• _Document section_
Mohammad Javad Zarif
Iranian Foreign Minister Mohammad Javad Zarif during a joint press conference with Chinese Foreign Minister Wang Yi in Beijing on Dec. 5, 2016.Greg Baker / AP Pool file

Iranian Foreign Minister Mohammad Javad Zarif has submitted his resignation, two sources familiar with the matter told NBC News.

Zarif announced his resignation on Instagram Monday. Iran's state-run IRNA news agency reported that it was accepted by Iranian President Hasson Rouhani.

But Mahmoud Vaezi, Rouhani's chief of staff, later tweeted that the news report was false and that Rouhani has not accepted Zarif's resignation. Alireza Miryousefi, a spokesman for the Iranian mission to the United Nations, also said Rouhani has yet to accept the resignation.

Zarif, who played a key role in the 2015 Iran nuclear deal negotiations, was appointed foreign minister in August 2013.

"I am very grateful and thankful towards the nation and officials of this brave nation," Zarif wrote on his Instagram page. "I apologize for the incapability to continue my services and the shortcomings in my tenure as foreign minister."

In an interview with NBC News earlier this month, Zarif warned the United States and its allies that going to war with Iran would be "suicidal." He accused Washington of having a "pathological obsession" with his country.

"I'm not saying President Trump's administration, I'm saying people in President Trump’s administration are trying to create the same eventuality and I believe they will fail," Zarif said.

• _The request_
Write the next part of the news report on Zarif's resignation, starting after its final quote.

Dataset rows
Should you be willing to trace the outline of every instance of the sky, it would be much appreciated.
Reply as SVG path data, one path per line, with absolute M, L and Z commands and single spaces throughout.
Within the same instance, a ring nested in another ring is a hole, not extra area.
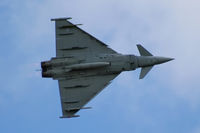
M 200 133 L 200 1 L 1 0 L 0 131 L 2 133 Z M 74 119 L 60 119 L 58 83 L 41 78 L 55 56 L 51 18 L 73 23 L 123 54 L 175 58 L 121 73 Z

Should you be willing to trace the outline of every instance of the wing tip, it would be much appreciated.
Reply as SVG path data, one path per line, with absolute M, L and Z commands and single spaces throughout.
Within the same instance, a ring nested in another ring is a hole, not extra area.
M 72 19 L 71 17 L 64 17 L 64 18 L 52 18 L 51 21 L 65 21 Z

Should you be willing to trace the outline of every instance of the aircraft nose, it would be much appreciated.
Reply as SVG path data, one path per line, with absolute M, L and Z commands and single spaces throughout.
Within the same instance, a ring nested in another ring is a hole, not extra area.
M 156 64 L 162 64 L 171 60 L 174 60 L 174 58 L 156 57 Z

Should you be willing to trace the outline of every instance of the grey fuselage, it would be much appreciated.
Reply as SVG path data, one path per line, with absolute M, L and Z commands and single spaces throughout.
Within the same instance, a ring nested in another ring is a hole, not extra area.
M 102 54 L 90 58 L 52 58 L 42 62 L 42 76 L 53 79 L 72 79 L 82 76 L 106 75 L 135 70 L 135 55 Z

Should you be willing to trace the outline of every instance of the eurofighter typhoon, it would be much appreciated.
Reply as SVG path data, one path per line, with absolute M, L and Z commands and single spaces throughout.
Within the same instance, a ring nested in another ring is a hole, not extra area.
M 51 19 L 56 27 L 56 57 L 41 62 L 42 77 L 58 80 L 62 116 L 76 113 L 123 71 L 141 68 L 140 79 L 154 65 L 173 60 L 153 56 L 137 45 L 140 56 L 122 55 L 72 24 L 71 18 Z

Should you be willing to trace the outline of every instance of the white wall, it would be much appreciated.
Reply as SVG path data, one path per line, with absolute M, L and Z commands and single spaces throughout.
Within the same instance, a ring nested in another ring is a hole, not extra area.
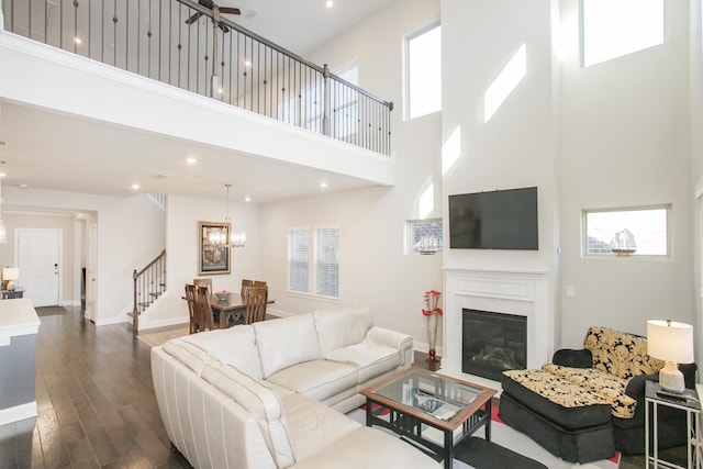
M 442 289 L 442 256 L 405 255 L 403 230 L 406 220 L 419 217 L 419 198 L 431 183 L 435 209 L 429 216 L 442 216 L 440 115 L 402 122 L 402 44 L 403 35 L 438 15 L 438 1 L 397 1 L 309 57 L 332 70 L 356 59 L 359 86 L 393 101 L 397 185 L 261 206 L 261 273 L 281 292 L 276 309 L 303 313 L 337 304 L 284 292 L 286 231 L 336 225 L 341 230 L 338 304 L 369 305 L 376 324 L 411 334 L 420 348 L 426 347 L 423 293 Z
M 164 212 L 142 196 L 118 198 L 14 186 L 3 186 L 2 196 L 4 204 L 13 210 L 97 213 L 96 323 L 125 321 L 124 313 L 132 311 L 133 270 L 142 268 L 164 248 Z M 65 257 L 64 263 L 68 261 Z
M 551 7 L 548 0 L 442 2 L 445 246 L 450 194 L 536 186 L 539 224 L 538 250 L 446 249 L 444 260 L 453 268 L 546 272 L 546 314 L 555 317 L 546 322 L 547 336 L 556 332 L 558 345 L 558 82 Z M 486 122 L 486 91 L 523 45 L 525 76 Z
M 230 217 L 234 231 L 245 232 L 245 247 L 233 248 L 231 272 L 213 276 L 198 275 L 198 222 L 224 222 L 226 198 L 222 200 L 168 198 L 166 216 L 167 292 L 146 315 L 140 317 L 140 330 L 188 322 L 188 309 L 182 300 L 183 286 L 197 277 L 211 278 L 212 288 L 238 292 L 242 279 L 268 280 L 259 268 L 259 252 L 266 249 L 259 231 L 257 204 L 230 203 Z M 269 298 L 278 298 L 279 291 L 269 286 Z M 271 306 L 272 308 L 272 306 Z
M 694 322 L 689 148 L 687 2 L 668 2 L 660 46 L 581 68 L 577 0 L 561 1 L 573 53 L 562 60 L 559 180 L 562 340 L 578 346 L 589 325 L 645 334 L 648 319 Z M 700 132 L 699 132 L 700 133 Z M 672 203 L 672 258 L 585 259 L 581 210 Z
M 690 110 L 691 130 L 703 129 L 703 7 L 701 0 L 690 1 Z M 700 193 L 703 192 L 703 132 L 691 132 L 691 185 Z M 701 306 L 701 211 L 703 199 L 693 203 L 693 279 L 694 279 L 694 324 L 698 337 L 703 337 L 703 314 Z M 698 294 L 696 288 L 699 287 Z M 700 343 L 700 340 L 699 340 Z M 699 364 L 703 364 L 703 347 L 699 347 Z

• _Answer to the problem_
The comments came after Israeli Prime Minister Benjamin Netanyahu made a statement that was translated by his office as urging "war with Iran."

In the NBC News interview, Zarif also appeared to dismiss the idea of renegotiating the landmark 2015 Iran nuclear deal that aimed to curb the country's weapons program in exchange for sanctions relief. President Donald Trump announced last May that he was withdrawing from the deal.

Zarif has strong ties to the U.S. Born in 1960, he moved to California at 17. He went on to earn degrees in international relations from San Francisco State University and the University of Denver.

Adept at social media, Zarif regularly took to Twitter to respond to attacks by Trump. After Trump posted an all-caps tweet threatening Iran's president last July, Zarif offered a typically blunt retort.

"COLOR US UNIMPRESSED," Zarif wrote. "...We've been around for millennia & seen fall of empires, incl our own, which lasted more than the life of some countries. BE CAUTIOUS!"